Problem to work on:
Copy all of the records below verbatim.

Material provided:
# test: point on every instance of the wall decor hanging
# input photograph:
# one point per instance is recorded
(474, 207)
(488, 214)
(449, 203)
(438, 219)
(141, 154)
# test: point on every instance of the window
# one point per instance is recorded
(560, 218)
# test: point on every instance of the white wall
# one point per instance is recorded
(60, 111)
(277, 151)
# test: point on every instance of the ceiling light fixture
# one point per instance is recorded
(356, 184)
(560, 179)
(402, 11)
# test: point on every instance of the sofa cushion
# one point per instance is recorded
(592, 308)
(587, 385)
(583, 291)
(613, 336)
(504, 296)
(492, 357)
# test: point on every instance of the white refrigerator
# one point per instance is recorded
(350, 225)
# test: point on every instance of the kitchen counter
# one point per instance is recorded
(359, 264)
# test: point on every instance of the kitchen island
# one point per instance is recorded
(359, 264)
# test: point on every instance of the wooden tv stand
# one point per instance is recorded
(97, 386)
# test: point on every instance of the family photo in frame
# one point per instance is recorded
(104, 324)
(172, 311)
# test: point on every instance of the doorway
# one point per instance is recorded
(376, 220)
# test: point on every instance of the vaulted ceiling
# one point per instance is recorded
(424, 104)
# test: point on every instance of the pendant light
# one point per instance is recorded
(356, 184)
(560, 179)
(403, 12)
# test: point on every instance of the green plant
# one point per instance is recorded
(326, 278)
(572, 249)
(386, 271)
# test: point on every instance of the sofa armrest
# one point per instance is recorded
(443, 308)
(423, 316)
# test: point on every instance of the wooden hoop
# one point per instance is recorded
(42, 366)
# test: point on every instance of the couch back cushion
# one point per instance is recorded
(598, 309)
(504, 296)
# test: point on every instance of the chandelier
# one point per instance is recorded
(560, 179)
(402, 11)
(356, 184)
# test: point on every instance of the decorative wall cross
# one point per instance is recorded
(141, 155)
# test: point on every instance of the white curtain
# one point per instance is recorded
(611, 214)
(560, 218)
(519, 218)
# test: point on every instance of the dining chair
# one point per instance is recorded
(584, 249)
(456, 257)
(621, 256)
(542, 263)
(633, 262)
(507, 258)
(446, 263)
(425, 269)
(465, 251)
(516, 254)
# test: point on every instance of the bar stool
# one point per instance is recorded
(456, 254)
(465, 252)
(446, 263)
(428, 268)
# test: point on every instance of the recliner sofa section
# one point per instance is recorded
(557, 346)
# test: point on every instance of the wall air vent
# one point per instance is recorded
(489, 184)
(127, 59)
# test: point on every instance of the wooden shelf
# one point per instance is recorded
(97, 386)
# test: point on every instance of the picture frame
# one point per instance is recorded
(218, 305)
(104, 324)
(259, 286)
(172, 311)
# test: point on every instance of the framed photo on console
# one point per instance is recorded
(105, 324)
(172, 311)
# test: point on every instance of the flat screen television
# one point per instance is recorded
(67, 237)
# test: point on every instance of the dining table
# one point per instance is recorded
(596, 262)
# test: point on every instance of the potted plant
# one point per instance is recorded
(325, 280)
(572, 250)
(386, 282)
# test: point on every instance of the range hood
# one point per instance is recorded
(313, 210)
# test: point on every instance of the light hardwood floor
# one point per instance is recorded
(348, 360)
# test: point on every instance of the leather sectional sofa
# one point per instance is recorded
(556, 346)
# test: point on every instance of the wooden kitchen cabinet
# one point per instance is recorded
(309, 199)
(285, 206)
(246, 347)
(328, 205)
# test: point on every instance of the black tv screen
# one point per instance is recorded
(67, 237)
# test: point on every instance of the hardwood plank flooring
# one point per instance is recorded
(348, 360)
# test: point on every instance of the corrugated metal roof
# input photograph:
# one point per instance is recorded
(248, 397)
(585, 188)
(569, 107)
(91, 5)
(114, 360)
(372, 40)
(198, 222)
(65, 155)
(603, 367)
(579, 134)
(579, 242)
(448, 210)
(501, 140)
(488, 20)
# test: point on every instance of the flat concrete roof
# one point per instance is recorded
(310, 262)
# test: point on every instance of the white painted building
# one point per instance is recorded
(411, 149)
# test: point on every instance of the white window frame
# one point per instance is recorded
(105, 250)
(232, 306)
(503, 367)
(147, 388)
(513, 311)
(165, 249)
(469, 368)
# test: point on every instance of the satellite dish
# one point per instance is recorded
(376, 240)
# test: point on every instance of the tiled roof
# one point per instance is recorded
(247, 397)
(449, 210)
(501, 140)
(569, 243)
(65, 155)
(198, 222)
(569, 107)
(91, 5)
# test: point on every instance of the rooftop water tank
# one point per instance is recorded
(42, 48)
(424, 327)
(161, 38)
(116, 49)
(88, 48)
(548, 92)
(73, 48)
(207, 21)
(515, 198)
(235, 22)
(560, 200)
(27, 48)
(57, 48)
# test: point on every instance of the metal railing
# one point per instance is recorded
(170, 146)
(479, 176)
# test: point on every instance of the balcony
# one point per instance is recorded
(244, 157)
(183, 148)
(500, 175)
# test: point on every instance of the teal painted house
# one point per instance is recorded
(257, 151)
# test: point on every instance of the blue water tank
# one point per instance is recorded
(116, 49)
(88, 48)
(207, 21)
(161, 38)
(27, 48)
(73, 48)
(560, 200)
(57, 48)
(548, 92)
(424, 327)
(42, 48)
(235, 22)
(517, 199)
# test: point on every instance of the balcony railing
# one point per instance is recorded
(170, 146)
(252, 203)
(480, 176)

Problem solution:
# test: point on every instance of the wall decor hanging
# input photograph:
# one point per instance is recorded
(474, 207)
(488, 214)
(449, 203)
(438, 219)
(141, 154)
# test: point on every instance of the window
# one point per instance is recorded
(560, 218)
# test: point on every instance of the white wall
# one point per instance is recorded
(60, 111)
(277, 151)
# test: point on every instance of the ceiling light fixture
# one point per instance is recorded
(356, 184)
(560, 179)
(402, 11)
# test: point on every instance of the sofa cushion
# one point per instance is recorded
(592, 308)
(587, 385)
(583, 291)
(613, 336)
(504, 296)
(492, 357)
# test: point on every instance of the white refrigerator
# one point per instance is recorded
(350, 225)
# test: point on every instance of the kitchen counter
# one point per instance is recorded
(359, 264)
# test: point on every instance of the kitchen island
# one point per instance is recorded
(359, 264)
# test: point on every instance of the wooden tv stand
# one point per instance is recorded
(97, 386)
# test: point on every instance of the family photo in frame
# one point per instance is recorded
(104, 324)
(172, 311)
# test: point on every instance of the doorway
# one point per instance is recorded
(376, 220)
# test: point on every instance of the vaulted ceiling
# one point per instance is recorded
(424, 104)
# test: point on every instance of the pendant light
# one point per instance is recorded
(356, 184)
(560, 179)
(403, 12)
# test: point on every instance of the green plant
# one point per instance is recorded
(326, 278)
(572, 249)
(386, 271)
# test: point on every instance of the sofa armrest
# one point per instance is recorded
(443, 308)
(423, 316)
# test: point on every instance of the wooden hoop
# one point per instance is recorded
(42, 366)
# test: point on every instance of the couch back cushion
# one point per instance is recorded
(598, 309)
(504, 296)
# test: point on every instance of the chandelier
# one point per instance is recorded
(560, 179)
(402, 11)
(356, 184)
# test: point on every instance of the decorative wall cross
# one point per instance is recorded
(141, 155)
# test: point on every instance of the white curtain
# one point per instance is recorded
(611, 214)
(560, 218)
(519, 218)
# test: point on every instance of the dining chair
# one point per instance is recorded
(584, 249)
(456, 257)
(621, 256)
(542, 263)
(633, 262)
(507, 258)
(446, 263)
(425, 269)
(465, 251)
(516, 254)
# test: point on every instance of the bar stool
# one point per instance is recorded
(456, 254)
(465, 252)
(446, 263)
(428, 268)
# test: point on every instance of the recliner sofa section
# one point per instance is recorded
(557, 346)
# test: point on every instance of the wall air vent
# one point per instance is recorded
(489, 184)
(127, 59)
# test: point on every instance of the wooden shelf
# one point per instance is recorded
(97, 386)
# test: point on every instance of the picture frame
# one point per instance is recorded
(218, 305)
(104, 324)
(259, 286)
(172, 311)
# test: point on every instance of the framed photo on console
# one point per instance is recorded
(105, 324)
(172, 311)
# test: point on every instance of the flat screen television
# one point per instance is recorded
(67, 237)
# test: point on every instance of the dining table
# one point per instance is recorded
(596, 262)
# test: point on every instance of the potted plant
# one point per instance is recorded
(325, 280)
(572, 250)
(386, 282)
# test: point on every instance of the range hood
# one point per instance is recorded
(313, 210)
# test: point on every instance of the light hardwood floor
# one point per instance is recorded
(348, 360)
# test: point on every instance of the leather sectional sofa
# one point per instance is recorded
(556, 346)
# test: point on every instance of the wooden kitchen cabinet
# one point per instance is recorded
(309, 199)
(285, 206)
(246, 347)
(328, 205)
# test: point on every instance of the black tv screen
# one point per instance is recorded
(67, 237)
# test: point on every instance of the hardwood plank flooring
# one point per instance is recorded
(348, 360)
# test: point on every instance of the corrugated metal roof
# input photograph:
# one point per instance is recorded
(248, 397)
(585, 188)
(569, 107)
(91, 5)
(114, 360)
(372, 40)
(198, 222)
(65, 155)
(603, 367)
(579, 134)
(579, 242)
(448, 210)
(501, 140)
(488, 20)
# test: point on every instance of the flat concrete roof
# one point per instance is recorded
(310, 262)
# test: point on every instance of the white painted building
# one point per instance is recorded
(411, 149)
# test: point on every instance of the white window frame
# one point per instance is recorded
(105, 250)
(232, 306)
(503, 367)
(147, 388)
(513, 311)
(165, 249)
(469, 368)
# test: point on every instance of the satellite dish
# one point per instance is recorded
(376, 240)
# test: point on every instance of the tiled roof
# one point per instance is recorded
(247, 397)
(449, 210)
(501, 140)
(569, 243)
(65, 155)
(198, 222)
(569, 107)
(91, 5)
# test: point on every instance of the rooftop water tank
# one point per instance is recorded
(42, 48)
(424, 327)
(161, 38)
(116, 49)
(88, 48)
(548, 92)
(73, 48)
(207, 21)
(515, 198)
(235, 22)
(560, 200)
(27, 48)
(57, 48)
# test: point on every instance of the metal railing
# one point per instance is recorded
(170, 146)
(479, 176)
# test: point on every instance of the balcony
# one point per instance is recorded
(244, 157)
(183, 148)
(500, 175)
# test: point on every instance of the teal painted house
# one point per instance is recorded
(257, 151)
# test: point on every instance of the blue water tank
# one point per instance is recorded
(116, 49)
(88, 48)
(207, 21)
(161, 38)
(27, 48)
(73, 48)
(560, 200)
(57, 48)
(548, 92)
(424, 327)
(42, 48)
(235, 22)
(517, 199)
# test: point on every instance of the balcony railing
# one point per instance is recorded
(170, 146)
(252, 203)
(480, 176)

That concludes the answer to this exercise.